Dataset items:
+++
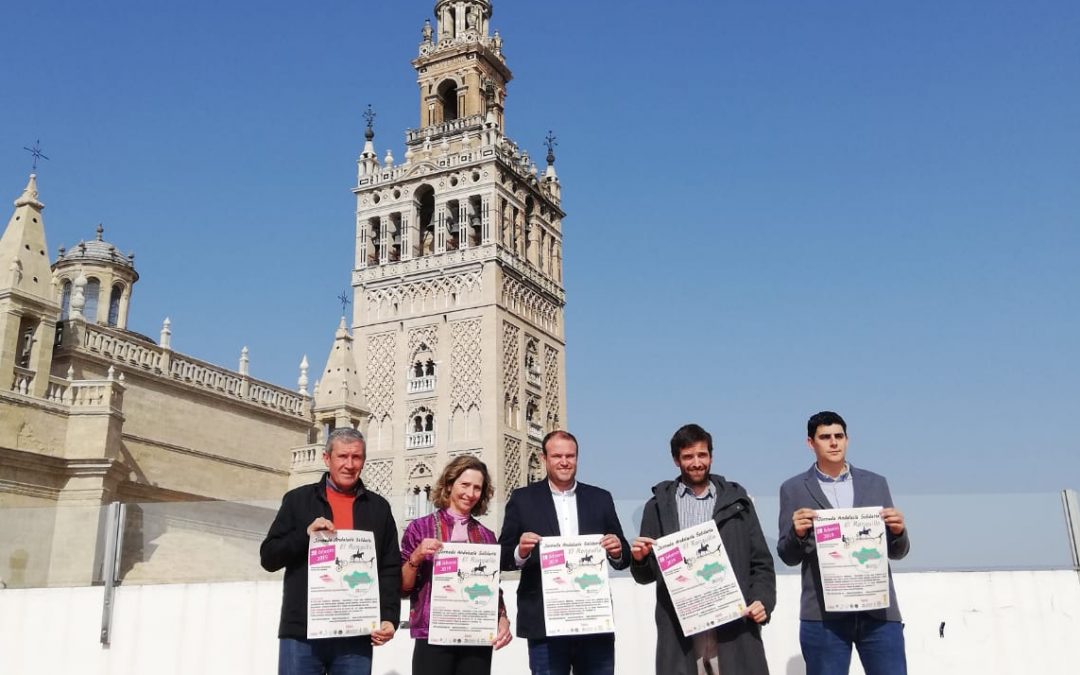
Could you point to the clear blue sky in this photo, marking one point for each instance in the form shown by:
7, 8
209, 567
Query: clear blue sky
774, 207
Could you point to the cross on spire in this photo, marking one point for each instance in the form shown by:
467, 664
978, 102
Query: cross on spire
343, 298
369, 118
36, 152
551, 142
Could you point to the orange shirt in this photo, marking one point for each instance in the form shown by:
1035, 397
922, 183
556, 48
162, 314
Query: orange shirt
341, 507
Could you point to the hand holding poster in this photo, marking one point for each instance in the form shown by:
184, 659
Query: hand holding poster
342, 584
852, 555
464, 595
577, 599
699, 578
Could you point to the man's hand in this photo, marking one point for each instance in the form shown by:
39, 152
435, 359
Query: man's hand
321, 525
893, 520
383, 634
527, 542
642, 548
802, 521
756, 611
503, 637
612, 545
426, 548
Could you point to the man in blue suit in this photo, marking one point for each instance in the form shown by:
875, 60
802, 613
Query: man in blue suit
826, 637
558, 505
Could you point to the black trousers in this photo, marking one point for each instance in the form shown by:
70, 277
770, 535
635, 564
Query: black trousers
450, 659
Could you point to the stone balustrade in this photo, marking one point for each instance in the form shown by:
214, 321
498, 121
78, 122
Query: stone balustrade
433, 132
23, 380
139, 354
421, 385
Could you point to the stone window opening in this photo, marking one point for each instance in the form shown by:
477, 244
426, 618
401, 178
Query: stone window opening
453, 226
66, 301
448, 99
426, 223
422, 369
113, 318
421, 431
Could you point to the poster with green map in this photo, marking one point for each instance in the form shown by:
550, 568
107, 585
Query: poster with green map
699, 578
464, 595
852, 557
342, 584
577, 599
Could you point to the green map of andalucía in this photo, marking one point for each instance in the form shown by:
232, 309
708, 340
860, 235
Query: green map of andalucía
477, 590
710, 570
355, 579
588, 580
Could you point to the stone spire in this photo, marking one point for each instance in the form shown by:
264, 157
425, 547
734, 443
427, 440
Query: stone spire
24, 265
339, 387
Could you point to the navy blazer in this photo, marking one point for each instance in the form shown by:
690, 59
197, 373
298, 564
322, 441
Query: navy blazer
804, 490
531, 509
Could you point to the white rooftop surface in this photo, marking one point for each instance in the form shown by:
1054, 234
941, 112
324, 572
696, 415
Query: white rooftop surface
996, 622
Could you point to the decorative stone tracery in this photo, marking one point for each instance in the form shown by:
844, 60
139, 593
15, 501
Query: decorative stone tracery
528, 304
381, 368
378, 476
551, 387
511, 466
466, 364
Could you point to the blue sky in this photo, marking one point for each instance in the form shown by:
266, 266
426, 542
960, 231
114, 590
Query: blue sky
773, 207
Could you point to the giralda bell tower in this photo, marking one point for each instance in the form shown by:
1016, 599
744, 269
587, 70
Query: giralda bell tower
458, 295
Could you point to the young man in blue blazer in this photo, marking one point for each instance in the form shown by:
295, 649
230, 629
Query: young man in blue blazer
558, 505
826, 637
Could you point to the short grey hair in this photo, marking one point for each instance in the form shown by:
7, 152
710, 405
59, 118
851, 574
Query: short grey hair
347, 435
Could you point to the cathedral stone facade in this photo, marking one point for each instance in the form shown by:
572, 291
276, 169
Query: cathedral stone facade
92, 413
456, 346
457, 342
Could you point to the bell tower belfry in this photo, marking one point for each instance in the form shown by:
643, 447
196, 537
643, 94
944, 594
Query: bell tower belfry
458, 278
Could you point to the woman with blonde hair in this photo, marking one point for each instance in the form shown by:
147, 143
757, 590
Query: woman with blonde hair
462, 491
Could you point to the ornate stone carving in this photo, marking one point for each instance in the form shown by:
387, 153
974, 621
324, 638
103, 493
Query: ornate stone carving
422, 295
537, 471
529, 304
424, 335
511, 367
511, 466
381, 368
551, 387
378, 476
466, 364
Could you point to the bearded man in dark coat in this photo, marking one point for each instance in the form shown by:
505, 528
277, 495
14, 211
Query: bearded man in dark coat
696, 497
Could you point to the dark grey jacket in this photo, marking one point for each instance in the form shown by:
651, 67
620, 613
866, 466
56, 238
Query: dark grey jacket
740, 642
804, 490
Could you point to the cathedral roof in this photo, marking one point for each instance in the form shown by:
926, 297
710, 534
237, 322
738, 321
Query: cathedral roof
96, 251
24, 264
339, 386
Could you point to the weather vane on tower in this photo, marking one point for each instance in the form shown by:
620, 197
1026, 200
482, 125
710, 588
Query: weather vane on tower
369, 118
343, 298
36, 152
551, 142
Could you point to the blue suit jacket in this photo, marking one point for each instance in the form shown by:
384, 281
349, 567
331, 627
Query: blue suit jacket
531, 509
804, 490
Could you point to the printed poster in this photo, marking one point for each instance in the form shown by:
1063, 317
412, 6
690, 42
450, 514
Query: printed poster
464, 595
342, 584
852, 555
577, 599
699, 578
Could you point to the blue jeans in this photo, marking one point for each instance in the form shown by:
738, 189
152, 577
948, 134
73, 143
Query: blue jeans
826, 645
332, 656
588, 655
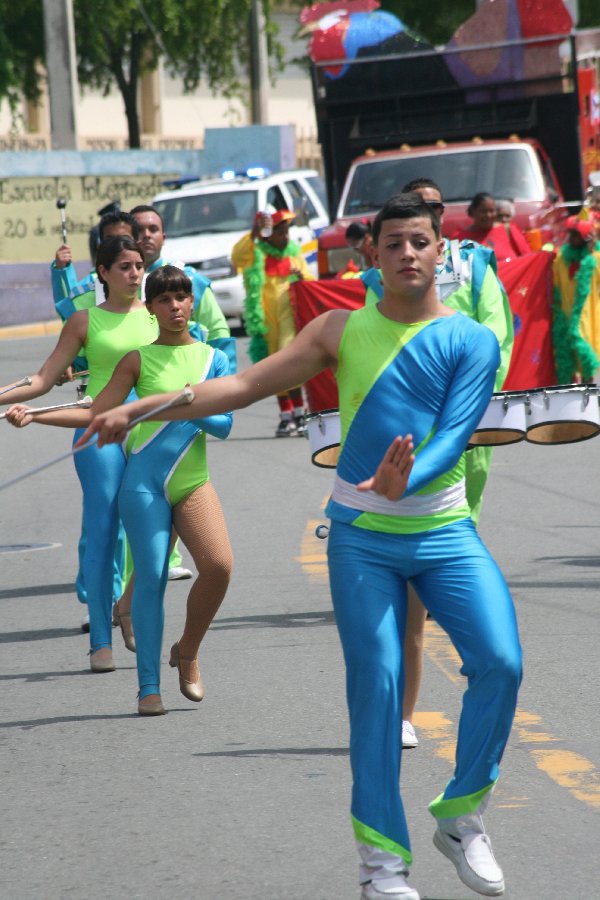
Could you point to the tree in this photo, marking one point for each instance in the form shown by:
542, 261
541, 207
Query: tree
21, 49
118, 41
+++
TASK GOAL: Reproduce the data exactly as it appears above. Pictures are to be left out.

RESULT OF THIS EXERCISE:
Could you point to the clear blue sky in this photo, marking one point for each instance in the form shown by:
7, 8
209, 567
Query: clear blue sky
774, 207
Could you point to the cross on spire in this photo, marking one point for each instance in the form shown by:
467, 664
978, 102
Query: cross on spire
343, 298
369, 118
36, 152
551, 142
Could you point to the orange shirt in this photo, marking one point for each instance in the form shown by:
1035, 397
922, 183
556, 48
162, 314
Query: orange shirt
341, 507
Could you point to the hand holding poster in this photo, marking one point for each instance in the form shown by:
184, 659
Query: hand holding poster
342, 584
852, 555
464, 595
577, 599
699, 578
Could you point to the man's hand in this photo, marking one point for each instance in the form shown by:
39, 152
435, 359
Query: man's hand
321, 525
893, 520
383, 634
527, 542
642, 548
802, 521
756, 611
503, 637
612, 545
426, 548
Could you point to the man in blue suit in this photo, marking one point for each instance in the form shown by:
875, 60
802, 613
Query: man in blue suit
826, 637
558, 505
Could you point to the black trousers in this photo, marking one point for each instance in the form shown by:
70, 277
770, 535
635, 564
Query: black trousers
450, 659
Could you point to the stone balustrade in this photo, marking one point for each instance in the form shown by:
214, 321
498, 121
78, 122
Query: stone balustrade
433, 132
23, 380
139, 354
421, 385
Could you point to the stone window opening in this photo, marking one point for each instance in the form shown by:
477, 244
426, 618
401, 178
Query: stone window opening
453, 226
66, 301
448, 99
426, 223
422, 369
113, 318
421, 431
Could you point to the poster with green map in this photo, marking one point for each instance in the form shown by:
550, 568
107, 585
Query: poster with green map
699, 578
464, 595
852, 557
342, 584
577, 599
Could you point to the green map of andalucía in this photo, marking one point for each instance in the form shown by:
232, 309
708, 340
860, 235
Query: green map of andalucía
477, 590
710, 570
355, 579
588, 580
Could you point to the stone spire in this photo, marking one point for each instance in the form shown by:
264, 157
425, 547
734, 443
427, 440
Query: stone spire
24, 265
339, 387
Could you point to the navy blazer in this photo, marking one point for each instance in the form shown by:
690, 59
197, 373
298, 564
322, 441
Query: navy blazer
804, 490
531, 509
Could you point to the white rooftop surface in this photo, marking one point for each instance in the form shown by:
1054, 234
941, 112
324, 572
696, 415
Query: white rooftop surface
996, 622
Could you point to the decorative stone tracery in this photo, marking one point for each instance in the form shown by:
844, 60
139, 593
15, 501
Query: decorative stone tracery
528, 304
381, 368
378, 476
551, 387
511, 466
466, 364
Could you point to the blue sky in this photo, marking one point for each instance in the form shown by:
266, 266
426, 542
960, 231
114, 590
Query: blue sky
773, 207
Could you point to the giralda bell tower in this photo, marking one point for each instance in the form shown by:
1016, 599
744, 269
587, 70
Query: giralda bell tower
458, 295
Could you point to the young man in blue blazer in this photo, marking one point for each instance in the form shown by:
295, 649
230, 629
Query: young man in blue blazer
558, 505
826, 637
Could you point to the short grey hair in this photo, marking one point for each instance in the form shown by:
7, 152
710, 405
59, 118
851, 574
Query: short grey hair
347, 435
Could you point to the cathedral stone facade in this photo, marking one point for each instance in the form shown by:
572, 291
276, 169
Query: cathedral stone facade
92, 413
456, 346
457, 342
Could you point to the bell tower belfry in this photo, marking one point for each instance in the form shown by:
643, 447
196, 537
643, 94
944, 594
Query: bell tower belfry
458, 278
Could you point to the woman with blonde hair in this photo, marking one point for each instance in the form shown by:
147, 143
757, 590
Query: woman with blonde hair
462, 491
Could you point to the ornate stone carving in this photo, marking one point for each instance in the form shown by:
387, 153
974, 621
324, 638
103, 493
Query: ornate stone carving
422, 295
537, 471
529, 304
424, 335
511, 367
511, 466
381, 368
551, 387
378, 476
466, 364
Could you point to the bearded man in dark coat in this photo, marking one point for each instance in the form shown by:
505, 528
277, 495
14, 211
Query: bearded man in dark coat
696, 497
Could you point to the dark grey jacket in this photo, marking one point for each instance in the form shown by:
651, 67
620, 613
866, 466
56, 238
Query: dark grey jacket
740, 642
804, 490
Could you point to the cathedral roof in this photo, marking one point for each instance in the form shown by:
926, 297
710, 534
237, 322
738, 321
Query: cathedral roof
96, 251
24, 264
339, 386
Could you point to the weather vane on tower in this photo, marking one point for each instance in the form shown by:
620, 197
1026, 200
482, 125
710, 588
Query: weather vane on tower
369, 118
343, 298
36, 152
551, 142
Could you point to the blue suit jacket in this photo, marking one point for each instance in the form shown by:
384, 281
349, 567
331, 627
Query: blue suit jacket
531, 509
804, 490
Could you point to the printed poster in this photo, marking one point for each instance in the form shown by:
1063, 317
412, 6
690, 42
450, 514
Query: printed poster
464, 595
342, 584
852, 555
577, 599
699, 578
Could you point to the blue jeans in this photo, marking one point for each instance in the form shown by:
738, 189
152, 577
948, 134
73, 143
Query: blue jeans
826, 645
332, 656
588, 655
Could you point to the tree in this photo, marking one point for each instance in the form shown by:
542, 261
541, 207
Query: tree
21, 49
118, 41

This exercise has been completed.